-- Start DOCUMENT SEGMENT --

# Grover drive question.



## Crispy (Aug 23, 2022)

Ive been wondering,do you think it would be worth my effort to add the missing 4 pots with jumpers in place of the resistors , two foot switches for each circuit and try to make this Grover Drive PCB a love pedal silicon Fuzz master/ Zen Drive  2n1?  i was thinking on the Zendrive side change R11(220k) to a 500k gain pot R12(4k7) to a 10k Voice pot . the Fuzz side change R1(33k) with a 100k blend pot  C2 (100nf) to 4n7 and replace R8R18/R9R19 voltage divider with a 250k volume pot . or should i just build my Grover Drive PCB stock and start another project with my idea?


----------



## swyse (Aug 23, 2022)

I thought about doing this with an order switch, because the opposite order is supposedly the 200lbs of gold pedal he makes. I haven't seen the 200lbs of gold schematic to verify so I don't know if any other tweaks happened. I think if you have any intention to use them separately it would be worth your effort, you could even mark on the enclosure where the "factory" settings are.


----------



## Crispy (Aug 23, 2022)

the more i look at it i think it would be kinda easy to pull off. i think the important part would be making sure i have marks on each of the extra pots showing me the stock value to run it in Dover drive mode.  i was not even considering an order toggle . now that you mention it i wonder what it would sound like.it would just be one extra 3pdt toggle switch ive got a bunch of those on hand i might as well add that too. it should fit in a 1590bb i hope. im going to give it my best shot i hope i dont mess it all up LOL.


----------



## MichaelW (Aug 23, 2022)

I just ordered this with my latest PCB order, um, because I'm a sucker for a "sale item" and it was only $4

What's the difference between the Grover and a Zen?


----------



## Crispy (Aug 23, 2022)

MichaelW said:


> I just ordered this with my latest PCB order, um, because I'm a sucker for a "sale item" and it was only $4
> 
> What's the difference between the Grover and a Zen?


that has me thinking of getting a couple more just to have on hand ready to build at that price . as far as i can tell other than the fuzz circuit on the input, starting at the first 470nf cap it seems to be the same as a Zen drive with the voice and gain nob set to  around 50%  with a resistor vs the normal pot. the fuzz circuit looks a lot like Lovepedals Fuzz Master, with what looks like the volume nob replaced with a voltage divider to better match the fuzz circuit output to the ZenDrive input.


----------



## MichaelW (Aug 23, 2022)

Crispy said:


> that has me thinking of getting a couple more just to have on hand ready to build at that price . as far as i can tell other than the fuzz circuit on the input, starting at the first 470nf cap it seems to be the same as a Zen drive with the voice and gain nob set to  around 50%  with a resistor vs the normal pot. the fuzz circuit looks a lot like Lovepedals Fuzz Master, with what looks like the volume nob replaced with a voltage divider to better match the fuzz circuit output to the ZenDrive input.


I just went and watched some demo's of this pedal. What was a passing curiosity in a marked down board is turning into a serious interest now hahah. I'm thinking about putting the Bias trimmer on a pot and exposing it. That way I can dial between a more Zen like overdrive or more fuzzy drive on the fly.

-- End DOCUMENT SEGMENT --

# DIRECTIVES
1 – Reproduce the passage of the thread from "# Grover drive" up to and including "swyse (Aug 23, 2022)", swapping "Grover" for "Rover".
2 – Name every user who posted in the thread.
Rely on the thread alone for these answers.

-- Start SOURCE MATERIAL --

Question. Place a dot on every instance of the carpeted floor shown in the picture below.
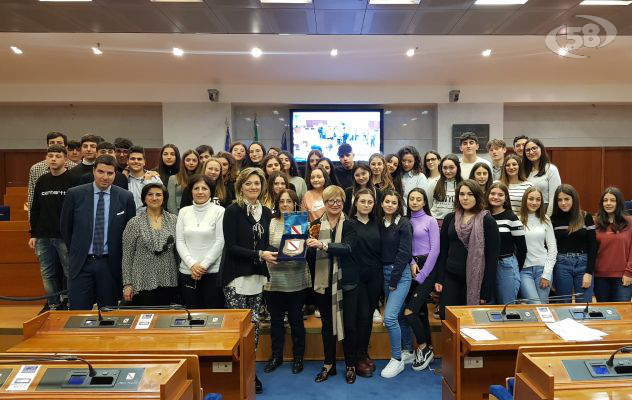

-- End SOURCE MATERIAL --

# ANSWER LIST
1 –
# Rover drive question.



## Crispy (Aug 23, 2022)

Ive been wondering,do you think it would be worth my effort to add the missing 4 pots with jumpers in place of the resistors , two foot switches for each circuit and try to make this Rover Drive PCB a love pedal silicon Fuzz master/ Zen Drive  2n1?  i was thinking on the Zendrive side change R11(220k) to a 500k gain pot R12(4k7) to a 10k Voice pot . the Fuzz side change R1(33k) with a 100k blend pot  C2 (100nf) to 4n7 and replace R8R18/R9R19 voltage divider with a 250k volume pot . or should i just build my Rover Drive PCB stock and start another project with my idea?


----------



## swyse (Aug 23, 2022)

2 – Crispy, swyse, MichaelW